Task details
Copy out, exactly as written, only the line containing "of the skyscraper" and the lines after it through the end of the records.

--- START ---

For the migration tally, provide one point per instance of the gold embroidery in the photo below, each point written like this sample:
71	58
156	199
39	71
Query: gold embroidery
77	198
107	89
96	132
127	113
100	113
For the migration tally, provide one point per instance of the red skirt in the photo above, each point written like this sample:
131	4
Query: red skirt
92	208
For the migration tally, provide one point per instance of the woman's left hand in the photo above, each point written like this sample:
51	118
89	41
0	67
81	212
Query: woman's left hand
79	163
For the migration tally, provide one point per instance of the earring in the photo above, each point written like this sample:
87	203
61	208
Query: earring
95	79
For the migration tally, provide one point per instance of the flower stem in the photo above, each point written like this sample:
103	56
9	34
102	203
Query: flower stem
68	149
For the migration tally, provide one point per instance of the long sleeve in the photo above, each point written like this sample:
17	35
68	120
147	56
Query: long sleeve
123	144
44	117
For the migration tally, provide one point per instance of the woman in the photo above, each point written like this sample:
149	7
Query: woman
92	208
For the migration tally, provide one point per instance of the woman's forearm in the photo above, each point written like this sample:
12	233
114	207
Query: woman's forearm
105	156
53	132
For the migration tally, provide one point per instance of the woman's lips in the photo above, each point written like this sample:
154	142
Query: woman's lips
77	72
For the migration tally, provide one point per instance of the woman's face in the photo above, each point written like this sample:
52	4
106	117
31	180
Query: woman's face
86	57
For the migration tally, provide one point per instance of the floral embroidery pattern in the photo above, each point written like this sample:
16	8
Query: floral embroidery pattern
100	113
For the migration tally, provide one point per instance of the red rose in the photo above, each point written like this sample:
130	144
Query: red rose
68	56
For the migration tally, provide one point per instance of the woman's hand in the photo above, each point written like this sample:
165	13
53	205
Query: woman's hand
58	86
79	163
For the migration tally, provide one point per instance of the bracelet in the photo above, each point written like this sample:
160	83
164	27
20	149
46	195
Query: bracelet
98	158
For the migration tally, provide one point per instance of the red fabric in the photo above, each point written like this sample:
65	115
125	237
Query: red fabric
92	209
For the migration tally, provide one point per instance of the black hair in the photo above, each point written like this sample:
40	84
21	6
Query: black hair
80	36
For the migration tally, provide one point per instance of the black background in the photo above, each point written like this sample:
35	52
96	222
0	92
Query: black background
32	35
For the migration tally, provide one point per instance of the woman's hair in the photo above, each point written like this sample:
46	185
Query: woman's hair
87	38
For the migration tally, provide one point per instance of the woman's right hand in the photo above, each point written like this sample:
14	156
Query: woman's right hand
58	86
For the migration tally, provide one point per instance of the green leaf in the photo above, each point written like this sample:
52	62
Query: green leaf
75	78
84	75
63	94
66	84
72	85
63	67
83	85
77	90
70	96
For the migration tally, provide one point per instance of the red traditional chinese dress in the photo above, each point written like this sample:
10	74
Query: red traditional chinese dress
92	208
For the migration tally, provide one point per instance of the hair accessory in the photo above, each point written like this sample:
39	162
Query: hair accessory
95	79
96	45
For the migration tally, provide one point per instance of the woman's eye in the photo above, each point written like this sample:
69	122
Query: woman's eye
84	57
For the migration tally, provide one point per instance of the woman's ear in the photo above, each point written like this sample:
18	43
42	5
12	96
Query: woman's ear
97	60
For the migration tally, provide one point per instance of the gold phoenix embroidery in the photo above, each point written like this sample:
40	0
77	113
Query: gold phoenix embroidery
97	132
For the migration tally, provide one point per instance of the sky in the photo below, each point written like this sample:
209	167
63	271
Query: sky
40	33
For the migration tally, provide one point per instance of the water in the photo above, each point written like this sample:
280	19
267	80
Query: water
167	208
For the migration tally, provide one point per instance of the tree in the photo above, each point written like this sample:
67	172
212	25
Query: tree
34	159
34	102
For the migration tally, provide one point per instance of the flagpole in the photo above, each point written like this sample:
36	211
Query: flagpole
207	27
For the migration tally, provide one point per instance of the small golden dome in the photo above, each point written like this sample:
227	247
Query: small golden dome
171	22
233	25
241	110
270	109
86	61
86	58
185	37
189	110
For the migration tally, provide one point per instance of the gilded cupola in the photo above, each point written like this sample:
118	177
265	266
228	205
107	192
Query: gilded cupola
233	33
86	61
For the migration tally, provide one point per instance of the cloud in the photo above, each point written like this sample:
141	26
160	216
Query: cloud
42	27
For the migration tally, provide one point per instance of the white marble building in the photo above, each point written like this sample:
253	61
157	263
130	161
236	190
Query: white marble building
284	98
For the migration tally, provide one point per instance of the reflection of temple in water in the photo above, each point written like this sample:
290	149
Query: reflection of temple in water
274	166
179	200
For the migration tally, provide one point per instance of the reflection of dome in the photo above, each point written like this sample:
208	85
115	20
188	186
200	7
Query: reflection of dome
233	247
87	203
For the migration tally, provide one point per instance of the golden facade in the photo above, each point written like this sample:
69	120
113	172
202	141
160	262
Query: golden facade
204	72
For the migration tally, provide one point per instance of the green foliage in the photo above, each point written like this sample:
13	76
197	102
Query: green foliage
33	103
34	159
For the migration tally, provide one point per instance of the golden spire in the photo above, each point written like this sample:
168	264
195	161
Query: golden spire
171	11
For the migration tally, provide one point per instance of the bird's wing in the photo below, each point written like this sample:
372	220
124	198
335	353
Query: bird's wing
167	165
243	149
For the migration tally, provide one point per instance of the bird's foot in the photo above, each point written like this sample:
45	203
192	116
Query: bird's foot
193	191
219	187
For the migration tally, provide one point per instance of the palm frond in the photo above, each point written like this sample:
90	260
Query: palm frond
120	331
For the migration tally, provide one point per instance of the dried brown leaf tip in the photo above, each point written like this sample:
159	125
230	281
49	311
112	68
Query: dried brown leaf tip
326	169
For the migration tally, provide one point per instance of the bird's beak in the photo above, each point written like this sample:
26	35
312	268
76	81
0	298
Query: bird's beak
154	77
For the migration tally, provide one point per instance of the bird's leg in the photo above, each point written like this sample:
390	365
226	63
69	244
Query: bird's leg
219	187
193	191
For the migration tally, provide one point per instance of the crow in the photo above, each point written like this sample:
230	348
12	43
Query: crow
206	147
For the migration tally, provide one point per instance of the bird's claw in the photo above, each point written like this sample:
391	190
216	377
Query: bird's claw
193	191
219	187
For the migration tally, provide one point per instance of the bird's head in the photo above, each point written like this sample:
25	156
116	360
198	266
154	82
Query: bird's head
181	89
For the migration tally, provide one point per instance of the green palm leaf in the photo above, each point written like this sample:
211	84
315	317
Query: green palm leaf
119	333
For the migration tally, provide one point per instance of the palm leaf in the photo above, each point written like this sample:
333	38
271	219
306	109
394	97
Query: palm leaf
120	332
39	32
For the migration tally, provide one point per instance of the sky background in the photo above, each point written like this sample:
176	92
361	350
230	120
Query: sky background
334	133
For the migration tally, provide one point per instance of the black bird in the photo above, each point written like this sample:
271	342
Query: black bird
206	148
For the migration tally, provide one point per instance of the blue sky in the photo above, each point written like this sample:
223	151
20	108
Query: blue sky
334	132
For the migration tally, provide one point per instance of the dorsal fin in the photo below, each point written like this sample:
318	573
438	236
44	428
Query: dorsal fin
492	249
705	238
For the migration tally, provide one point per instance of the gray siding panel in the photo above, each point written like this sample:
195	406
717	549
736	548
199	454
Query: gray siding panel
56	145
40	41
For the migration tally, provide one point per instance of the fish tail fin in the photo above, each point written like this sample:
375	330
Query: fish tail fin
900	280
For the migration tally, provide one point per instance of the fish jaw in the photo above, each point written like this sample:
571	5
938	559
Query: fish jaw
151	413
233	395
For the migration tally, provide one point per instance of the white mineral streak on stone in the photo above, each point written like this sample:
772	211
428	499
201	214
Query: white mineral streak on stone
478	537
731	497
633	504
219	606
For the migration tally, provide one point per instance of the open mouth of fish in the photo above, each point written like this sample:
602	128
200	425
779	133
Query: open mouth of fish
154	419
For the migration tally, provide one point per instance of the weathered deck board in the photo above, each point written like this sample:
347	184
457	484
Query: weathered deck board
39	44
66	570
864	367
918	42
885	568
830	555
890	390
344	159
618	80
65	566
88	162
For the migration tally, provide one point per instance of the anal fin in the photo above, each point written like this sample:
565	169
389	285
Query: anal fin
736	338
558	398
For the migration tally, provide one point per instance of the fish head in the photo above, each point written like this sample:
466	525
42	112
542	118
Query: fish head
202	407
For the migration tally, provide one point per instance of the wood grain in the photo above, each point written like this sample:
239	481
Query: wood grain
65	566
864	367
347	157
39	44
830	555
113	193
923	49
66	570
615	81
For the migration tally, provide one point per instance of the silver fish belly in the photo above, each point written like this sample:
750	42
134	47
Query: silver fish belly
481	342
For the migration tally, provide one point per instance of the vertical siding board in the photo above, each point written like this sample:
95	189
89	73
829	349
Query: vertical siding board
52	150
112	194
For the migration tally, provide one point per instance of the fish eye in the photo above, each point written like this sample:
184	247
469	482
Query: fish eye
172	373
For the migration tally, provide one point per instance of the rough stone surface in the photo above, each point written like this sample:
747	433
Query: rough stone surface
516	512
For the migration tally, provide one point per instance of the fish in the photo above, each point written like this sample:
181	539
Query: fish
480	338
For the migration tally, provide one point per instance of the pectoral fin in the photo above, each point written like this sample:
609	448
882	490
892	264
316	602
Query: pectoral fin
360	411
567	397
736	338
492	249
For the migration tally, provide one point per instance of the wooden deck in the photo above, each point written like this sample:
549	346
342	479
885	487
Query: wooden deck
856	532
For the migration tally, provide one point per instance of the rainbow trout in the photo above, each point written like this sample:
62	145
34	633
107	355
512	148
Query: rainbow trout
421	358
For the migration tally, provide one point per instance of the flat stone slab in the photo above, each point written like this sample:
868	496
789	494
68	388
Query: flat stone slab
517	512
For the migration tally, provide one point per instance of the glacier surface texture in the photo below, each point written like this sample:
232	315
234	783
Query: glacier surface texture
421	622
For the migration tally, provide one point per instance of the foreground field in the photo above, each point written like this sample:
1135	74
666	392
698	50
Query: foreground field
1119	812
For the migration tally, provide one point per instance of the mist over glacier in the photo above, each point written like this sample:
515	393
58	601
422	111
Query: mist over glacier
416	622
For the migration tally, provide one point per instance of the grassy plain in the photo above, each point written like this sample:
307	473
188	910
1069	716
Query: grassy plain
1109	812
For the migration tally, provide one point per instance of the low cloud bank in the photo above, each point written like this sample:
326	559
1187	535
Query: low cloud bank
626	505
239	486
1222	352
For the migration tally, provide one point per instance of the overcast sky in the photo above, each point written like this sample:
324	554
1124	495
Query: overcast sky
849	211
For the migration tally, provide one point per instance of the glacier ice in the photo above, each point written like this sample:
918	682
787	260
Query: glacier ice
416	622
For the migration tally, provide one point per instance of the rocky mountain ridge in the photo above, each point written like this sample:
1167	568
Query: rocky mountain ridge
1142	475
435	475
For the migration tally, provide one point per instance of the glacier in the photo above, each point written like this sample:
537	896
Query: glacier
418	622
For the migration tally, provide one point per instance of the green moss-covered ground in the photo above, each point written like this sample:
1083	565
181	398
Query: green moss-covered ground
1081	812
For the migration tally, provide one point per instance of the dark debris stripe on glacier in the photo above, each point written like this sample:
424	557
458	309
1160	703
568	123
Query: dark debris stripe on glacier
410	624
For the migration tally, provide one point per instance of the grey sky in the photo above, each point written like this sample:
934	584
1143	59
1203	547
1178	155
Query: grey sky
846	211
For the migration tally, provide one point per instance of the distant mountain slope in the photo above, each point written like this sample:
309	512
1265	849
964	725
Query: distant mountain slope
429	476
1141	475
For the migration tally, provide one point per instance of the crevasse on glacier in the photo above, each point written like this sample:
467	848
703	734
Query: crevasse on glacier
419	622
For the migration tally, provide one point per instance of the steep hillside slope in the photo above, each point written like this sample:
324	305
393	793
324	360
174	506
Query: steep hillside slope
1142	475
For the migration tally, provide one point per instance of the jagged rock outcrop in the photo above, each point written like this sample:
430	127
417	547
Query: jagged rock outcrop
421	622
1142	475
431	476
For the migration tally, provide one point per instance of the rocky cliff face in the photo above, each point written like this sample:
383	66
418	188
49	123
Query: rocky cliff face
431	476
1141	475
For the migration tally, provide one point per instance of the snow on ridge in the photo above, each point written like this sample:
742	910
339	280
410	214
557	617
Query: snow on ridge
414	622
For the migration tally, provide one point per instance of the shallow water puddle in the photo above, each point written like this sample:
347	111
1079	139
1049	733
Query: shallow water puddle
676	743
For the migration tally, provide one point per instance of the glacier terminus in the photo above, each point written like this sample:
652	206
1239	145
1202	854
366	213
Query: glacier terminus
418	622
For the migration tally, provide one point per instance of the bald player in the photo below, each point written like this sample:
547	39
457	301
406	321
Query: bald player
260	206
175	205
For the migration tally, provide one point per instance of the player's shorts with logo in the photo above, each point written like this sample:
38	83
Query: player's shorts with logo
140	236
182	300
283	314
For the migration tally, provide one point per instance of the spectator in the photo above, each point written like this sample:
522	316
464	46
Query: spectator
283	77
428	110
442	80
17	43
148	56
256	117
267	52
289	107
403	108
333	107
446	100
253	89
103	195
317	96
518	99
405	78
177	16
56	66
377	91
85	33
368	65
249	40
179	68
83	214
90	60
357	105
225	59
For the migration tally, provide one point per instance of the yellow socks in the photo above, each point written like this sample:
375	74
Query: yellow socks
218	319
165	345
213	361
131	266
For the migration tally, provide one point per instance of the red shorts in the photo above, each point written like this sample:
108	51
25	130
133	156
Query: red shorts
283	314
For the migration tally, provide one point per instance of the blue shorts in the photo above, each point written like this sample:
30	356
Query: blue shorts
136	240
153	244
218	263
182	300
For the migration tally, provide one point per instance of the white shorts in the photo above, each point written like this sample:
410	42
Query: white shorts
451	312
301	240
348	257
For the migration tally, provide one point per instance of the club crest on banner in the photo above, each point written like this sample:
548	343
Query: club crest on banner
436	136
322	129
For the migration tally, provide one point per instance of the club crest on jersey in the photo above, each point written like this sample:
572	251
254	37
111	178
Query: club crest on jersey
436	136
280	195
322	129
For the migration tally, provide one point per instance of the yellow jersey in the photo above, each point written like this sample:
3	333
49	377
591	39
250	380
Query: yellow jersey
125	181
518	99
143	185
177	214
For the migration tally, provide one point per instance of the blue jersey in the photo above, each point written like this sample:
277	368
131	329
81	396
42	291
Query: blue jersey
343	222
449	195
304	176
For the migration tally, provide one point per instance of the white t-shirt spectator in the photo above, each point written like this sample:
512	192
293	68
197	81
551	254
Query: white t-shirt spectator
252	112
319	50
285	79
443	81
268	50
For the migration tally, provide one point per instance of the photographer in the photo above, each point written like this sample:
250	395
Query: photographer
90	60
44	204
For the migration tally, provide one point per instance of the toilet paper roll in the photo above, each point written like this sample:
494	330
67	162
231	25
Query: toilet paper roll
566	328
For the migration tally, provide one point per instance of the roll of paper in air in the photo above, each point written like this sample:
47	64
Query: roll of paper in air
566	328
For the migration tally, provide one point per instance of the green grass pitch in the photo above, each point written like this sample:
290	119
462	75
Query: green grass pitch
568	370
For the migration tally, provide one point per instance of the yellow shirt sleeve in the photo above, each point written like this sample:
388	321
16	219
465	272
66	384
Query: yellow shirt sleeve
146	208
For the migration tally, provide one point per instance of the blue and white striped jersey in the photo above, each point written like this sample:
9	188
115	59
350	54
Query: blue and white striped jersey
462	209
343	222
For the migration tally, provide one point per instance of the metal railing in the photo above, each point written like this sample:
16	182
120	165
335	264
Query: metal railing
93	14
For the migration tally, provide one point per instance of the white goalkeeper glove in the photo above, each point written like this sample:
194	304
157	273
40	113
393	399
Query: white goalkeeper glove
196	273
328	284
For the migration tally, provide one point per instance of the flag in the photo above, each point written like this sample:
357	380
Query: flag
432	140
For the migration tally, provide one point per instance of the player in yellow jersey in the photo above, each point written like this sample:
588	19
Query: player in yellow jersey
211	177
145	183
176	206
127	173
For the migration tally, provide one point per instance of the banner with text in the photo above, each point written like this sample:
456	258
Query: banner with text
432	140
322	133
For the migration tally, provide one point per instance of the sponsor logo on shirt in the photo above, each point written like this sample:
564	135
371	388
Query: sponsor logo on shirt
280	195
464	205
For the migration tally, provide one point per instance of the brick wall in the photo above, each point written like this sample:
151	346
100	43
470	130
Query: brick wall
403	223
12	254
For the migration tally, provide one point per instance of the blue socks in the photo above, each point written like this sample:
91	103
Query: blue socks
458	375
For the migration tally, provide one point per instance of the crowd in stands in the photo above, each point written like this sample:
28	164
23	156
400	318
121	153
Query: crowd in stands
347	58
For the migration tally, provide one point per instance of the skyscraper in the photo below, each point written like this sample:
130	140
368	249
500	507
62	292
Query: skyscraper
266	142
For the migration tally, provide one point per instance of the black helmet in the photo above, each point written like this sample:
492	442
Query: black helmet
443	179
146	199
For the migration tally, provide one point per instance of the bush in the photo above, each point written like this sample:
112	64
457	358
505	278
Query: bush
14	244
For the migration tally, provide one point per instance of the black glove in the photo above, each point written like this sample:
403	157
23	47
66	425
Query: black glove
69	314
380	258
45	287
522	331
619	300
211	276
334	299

--- END ---

Response below
For the migration tally, provide one point per instance of the skyscraper in the photo below, each point written like this sample:
130	140
368	249
500	507
62	292
Query: skyscraper
266	142
For the migration tally, provide one point per instance of the black helmet in the photo above, each point written like this sample:
492	442
Query: black helmet
443	179
146	199
For the migration tally, provide one point per instance of the bush in the photo above, each point written like this sample:
112	64
457	358
505	278
Query: bush
14	244
For the migration tally, provide one point per instance of the black glove in the photo above, each point written like this sample:
403	157
23	47
66	425
Query: black glove
69	314
380	258
45	287
522	331
619	300
211	276
334	299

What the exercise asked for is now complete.